_INSTRUCTIONS FOR THE TASK:_
The records follow. Print, word for word, the first line through the "mark: leaning tree" line.

--- PROVIDED RECORDS ---

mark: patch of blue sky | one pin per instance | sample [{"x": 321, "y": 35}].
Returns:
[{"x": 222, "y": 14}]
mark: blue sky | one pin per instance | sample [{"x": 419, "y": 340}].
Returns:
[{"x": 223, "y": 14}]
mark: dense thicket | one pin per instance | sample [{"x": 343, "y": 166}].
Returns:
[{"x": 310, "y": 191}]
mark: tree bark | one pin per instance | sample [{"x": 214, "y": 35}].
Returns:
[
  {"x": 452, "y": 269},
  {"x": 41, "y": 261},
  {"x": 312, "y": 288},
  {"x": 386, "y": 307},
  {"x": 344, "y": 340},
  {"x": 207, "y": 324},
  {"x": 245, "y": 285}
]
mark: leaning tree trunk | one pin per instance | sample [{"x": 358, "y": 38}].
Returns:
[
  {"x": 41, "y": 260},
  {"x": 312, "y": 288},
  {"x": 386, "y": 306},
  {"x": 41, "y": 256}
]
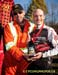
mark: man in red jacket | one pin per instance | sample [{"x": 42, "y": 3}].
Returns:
[
  {"x": 47, "y": 46},
  {"x": 16, "y": 39}
]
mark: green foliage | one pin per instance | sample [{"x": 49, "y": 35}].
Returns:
[{"x": 36, "y": 4}]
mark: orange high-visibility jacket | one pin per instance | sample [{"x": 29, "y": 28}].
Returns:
[{"x": 15, "y": 40}]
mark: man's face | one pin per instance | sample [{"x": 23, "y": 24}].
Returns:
[
  {"x": 20, "y": 16},
  {"x": 38, "y": 16}
]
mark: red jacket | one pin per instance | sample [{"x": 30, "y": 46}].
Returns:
[{"x": 13, "y": 42}]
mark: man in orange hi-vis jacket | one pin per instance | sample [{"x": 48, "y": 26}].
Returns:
[{"x": 16, "y": 39}]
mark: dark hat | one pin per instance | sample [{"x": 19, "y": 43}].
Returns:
[{"x": 17, "y": 8}]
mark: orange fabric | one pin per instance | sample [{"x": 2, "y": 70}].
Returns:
[{"x": 14, "y": 60}]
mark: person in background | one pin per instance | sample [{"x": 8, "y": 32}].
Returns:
[
  {"x": 42, "y": 57},
  {"x": 16, "y": 39}
]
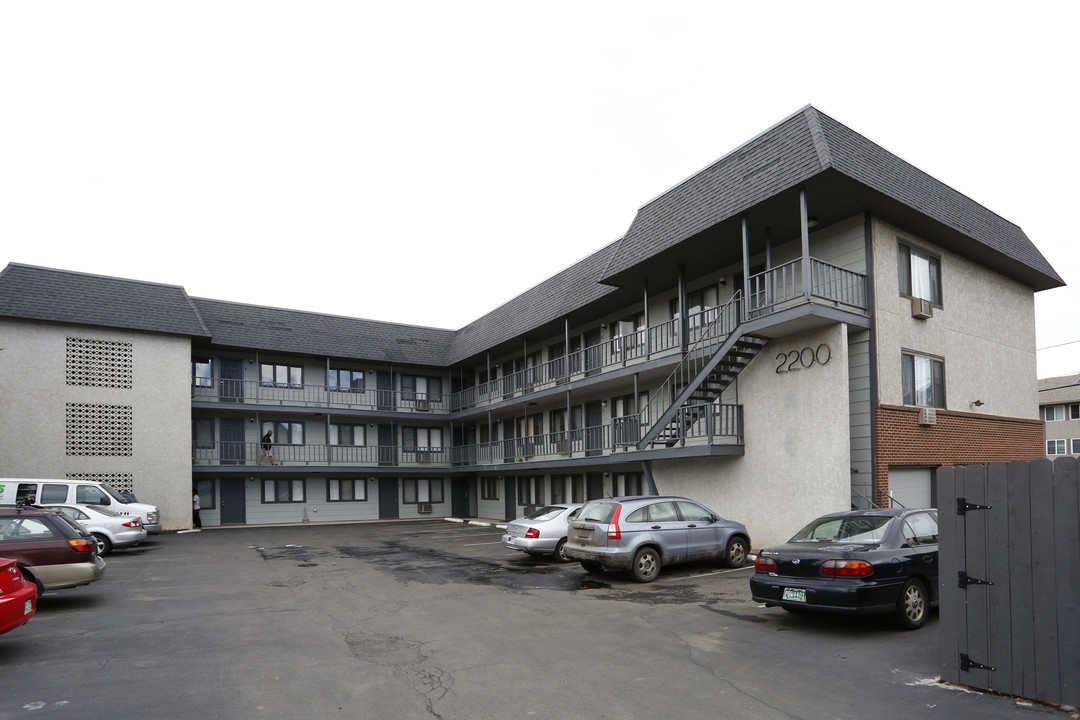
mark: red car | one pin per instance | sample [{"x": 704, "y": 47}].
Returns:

---

_WRITTEN SOLUTION:_
mark: patch of blue sky | one pin per instance | sample [{"x": 321, "y": 35}].
Returns:
[{"x": 222, "y": 14}]
mark: blue sky | one pin per instance | sample [{"x": 419, "y": 340}].
Returns:
[{"x": 223, "y": 14}]
mark: dense thicket | one pin per instance | sample [{"x": 343, "y": 166}].
Returns:
[{"x": 310, "y": 191}]
mark: tree bark | one pin per instance | sample [{"x": 214, "y": 35}].
Returns:
[
  {"x": 452, "y": 269},
  {"x": 41, "y": 261},
  {"x": 312, "y": 288},
  {"x": 386, "y": 307},
  {"x": 344, "y": 340},
  {"x": 207, "y": 324},
  {"x": 245, "y": 285}
]
mark: leaning tree trunk | one pin per instance | sample [{"x": 358, "y": 38}].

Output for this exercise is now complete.